Ockham is an attempt to address some of the problems and challenges in a rapidly changing digital library environment. Specifically, Ockham is trying to solve problems including but are not limited to:

  • bringing authoritative collections and records to the tops of searches
  • creating, maintaining, and disseminating quality data and information
  • developing and distributing open tool sets making their mechanisms and algorithms public
  • encouraging the creation of new knowledge
  • exposing collections and services
  • facilitating the peer-review process
  • facilitating ways to reuse data and information
  • implementing filters for qualifying information
  • making it easier for digital libraries to share their data/information ultimately duplicating it for preservation purposes
  • proposing methods and protocols for digital library interoperation
  • saving the time of the reader

Put another way, Ockham hopes to improve the ways libraries provide services and collections considering a globally networked environment and changing user expectations.

Traditional libraries

The emergence of the concept of the digital library has provided numerous opportunities to explore the potential of new digital information services and new types of digital content. At the same time, the vast number of new types of digital library systems, tools, and software has brought to the forefront the complexity of designing systems that can deal with heterogenous collections of information and a quickly growing number of new systems and services, while at the same time allowing legacy services provided by the traditional library community.

### RECORDED INFORMATION

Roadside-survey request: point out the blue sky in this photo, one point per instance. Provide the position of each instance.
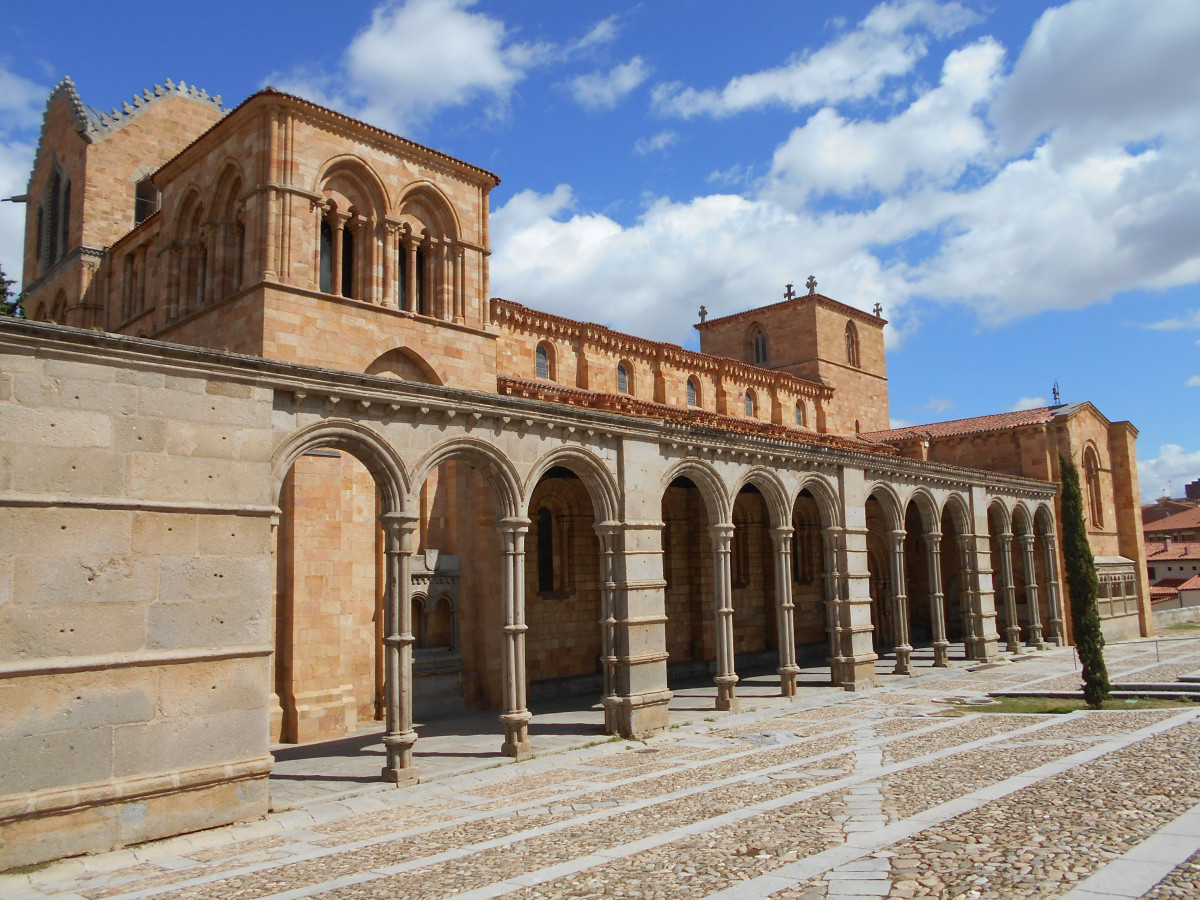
(1018, 184)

### TASK REQUIREMENTS
1. Write out the portion of the Ockham passage that begins at the words "Put another way, Ockham" and stops after the words "changing user expectations.".
2. Summarize the Ockham passage in two sentences.
3. Supply the text that would come next in the Ockham passage, starting right after its final sentence.
The listing above is not required for anything that follows.

### REPLIES
1.
Put another way, Ockham hopes to improve the ways libraries provide services and collections considering a globally networked environment and changing user expectations.

2. Ockham seeks to address problems in a rapidly changing digital library environment, such as bringing authoritative collections to the tops of searches, sharing and reusing data, and proposing methods for digital library interoperation, in order to improve how libraries provide services and collections in a globally networked environment with changing user expectations. Although the digital library concept has created opportunities for new digital services and content, the many new systems, tools, and software have shown how complex it is to design systems that handle heterogeneous collections while still allowing legacy services from the traditional library community.

3.
Collection development in a traditional library setting has been a fairly stable activity until recently. With the emergence of new forms of publishing (such as blogs), new formats of information (such as learning objects), new creators of collections (such as institutional repositories), and new methods of accessing information (such as portals), collection development is undergoing a paradigm shift. Libraries not only need new tools and systems which allow them to access, acquire, and interact with digital information, but they need systems designed to allow for what Lorcan Dempsey calls 'The Recombinant Library'[1].

Look at traditional libraries. What do they do? What are their core processes? In short, they:

  • collect data, information and knowledge through collection development and acquisitions processes
  • organize the collected data/information by cataloging it
  • disseminate the organized data/information through various public services (i.e. reference, circulation, bibliographic instruction, etc.)
  • preserve the historic record through conservation, preservation, and special collection departments
  • sometimes evaluate the data/information by suggesting one set of materials over others after learning about patron needs

For the most part, the processes outlined above have surround tangible items, most notably books and journals. Unfortunately, the traditional implementation of the processes outlined above do not work as well in a digital environment especially considering changing user expectations. Ockham suggests a framework for facilitating these same processes in digital library environments.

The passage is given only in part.